▶ Selected excerpt
☆ ☆ ☆ ☆
Laurier student launches PPE company to protect Canadians
In early June, a first-year student in Wilfrid Laurier University’s business program tackles the shortage of personal protective equipment (PPE) by starting his own company, PPEOnDemand.ca.
Nineteen-year-old Cole Starkman knew he wanted to start a business, so with the help of his education and his drive to contribute to the economic community, Cole is helping PPE be accessible and readily available for people across Canada to protect themselves in the COVID-19 pandemic.
“When everything happened with the pandemic, I wanted to look at that as an opportunity. With every disaster comes opportunity, no matter what it is,” said Starkman during his interview.
“I wanted to start a business at some level, but I didn’t really know what type. I saw how everyone was struggling to find this stuff, so I thought this would be a great idea.”
PPEOnDemand.ca can ship anywhere and currently sells seven products, including disposable facemasks, that are predominantly manufactured by Canadian suppliers, thus surging the company’s customer reviews in support of aiding the Canadian economy.
“Finding a supply chain was definitely one of the biggest struggles and still sort of an ongoing struggle, but it’s pretty much sorted out and we can get anything. I’m actually in the works of trying to get a COVID-19 test kit,” Starkman said.
Starkman credits his success to Laurier’s business program, praising their curriculum in BU127: Introduction to Financial Accounting, and the course work for the new venture project that spans across the entirety of the first year. “A big thing that I learned was to be prepared for everything single problem that could because it probably will happen,” Starkman said.
While Starkman said he has learned a lot from school, he wasn’t prepared to settle for just any job in his field. “I was actually thinking of doing door-to-door sales for the alarm company ADT, but it wasn’t for me and I wanted more…I didn’t want to have a job; I wanted to run the show.”
☆ ☆ ☆ ☆
▶ Material shown
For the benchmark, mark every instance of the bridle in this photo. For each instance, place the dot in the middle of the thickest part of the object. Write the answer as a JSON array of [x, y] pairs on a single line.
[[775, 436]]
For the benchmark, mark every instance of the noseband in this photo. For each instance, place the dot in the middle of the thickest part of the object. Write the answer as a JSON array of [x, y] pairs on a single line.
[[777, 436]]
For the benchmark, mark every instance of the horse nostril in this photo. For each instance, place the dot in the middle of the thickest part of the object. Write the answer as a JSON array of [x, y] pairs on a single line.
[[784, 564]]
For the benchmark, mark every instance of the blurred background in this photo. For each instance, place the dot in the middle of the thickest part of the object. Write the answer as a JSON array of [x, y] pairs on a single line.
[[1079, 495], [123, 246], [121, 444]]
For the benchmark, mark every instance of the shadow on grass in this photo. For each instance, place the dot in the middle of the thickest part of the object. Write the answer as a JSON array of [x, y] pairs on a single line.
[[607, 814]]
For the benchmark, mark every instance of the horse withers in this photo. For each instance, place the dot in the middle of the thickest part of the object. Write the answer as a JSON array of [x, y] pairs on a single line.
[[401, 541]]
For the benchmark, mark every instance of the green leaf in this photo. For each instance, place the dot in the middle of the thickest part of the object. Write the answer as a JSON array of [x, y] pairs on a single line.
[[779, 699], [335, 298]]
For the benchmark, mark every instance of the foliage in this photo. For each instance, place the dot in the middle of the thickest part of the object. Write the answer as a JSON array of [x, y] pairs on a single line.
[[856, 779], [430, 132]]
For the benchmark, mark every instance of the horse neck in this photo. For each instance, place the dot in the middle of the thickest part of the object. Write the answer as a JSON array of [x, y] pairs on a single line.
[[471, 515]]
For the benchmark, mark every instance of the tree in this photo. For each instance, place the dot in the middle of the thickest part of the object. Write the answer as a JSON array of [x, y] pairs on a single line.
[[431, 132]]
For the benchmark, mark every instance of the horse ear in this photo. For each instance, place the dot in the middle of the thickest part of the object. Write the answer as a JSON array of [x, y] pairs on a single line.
☆ ☆ ☆ ☆
▶ Problem A
In the article about the Laurier student's PPE company, which course does Starkman praise by name?
▶ Problem B
Summarize the article about the Laurier student's PPE company in two sentences.
▶ Problem C
Resume the article about the Laurier student's PPE company, picking up after its final sentence.

▶ Answer section A
BU127: Introduction to Financial Accounting.

▶ Answer section B
Cole Starkman, a 19-year-old first-year business student at Wilfrid Laurier University, started PPEOnDemand.ca in early June to address the shortage of personal protective equipment during the COVID-19 pandemic. The company ships anywhere and sells seven products made mostly by Canadian suppliers, and Starkman credits Laurier's business program for his success.

▶ Answer section C
When discussing the lifetime of his first companyStarkman said, “Obviously there’s a timeline on this. This pandemic is not going to be a five-plus year thing, so I don’t really look at this as a life long thing, but it’s definitely the first steps in my career.”
“While things are slowing down in Canada, they aren’t really south of the border, so that’s why we’re going to probably move a lot of our marketing efforts into the United States,” he added.”
Even though Starkman is looking to expand his company’s product line and marketing, new obstacles and problems are destined to arise. Starkman finds his biggest challenge is time.,
“I could literally be working on this 24/7 and still not have enough time, but obviously, 24/7 is not realistic so I’m probably putting in 16 to 20 hours into this per day and it’s not even close to enough.”While Starkman further states he’s learning better time management and prioritization, he says outsourcing work has been a big help.
On top of this, Starkman worries about balancing his time running the company when he returns to school this September.
Starkman says he’s looking to hire students in the Waterloo region for long-term and short-term positions, “Anyone that wants it, I can find a role for them.”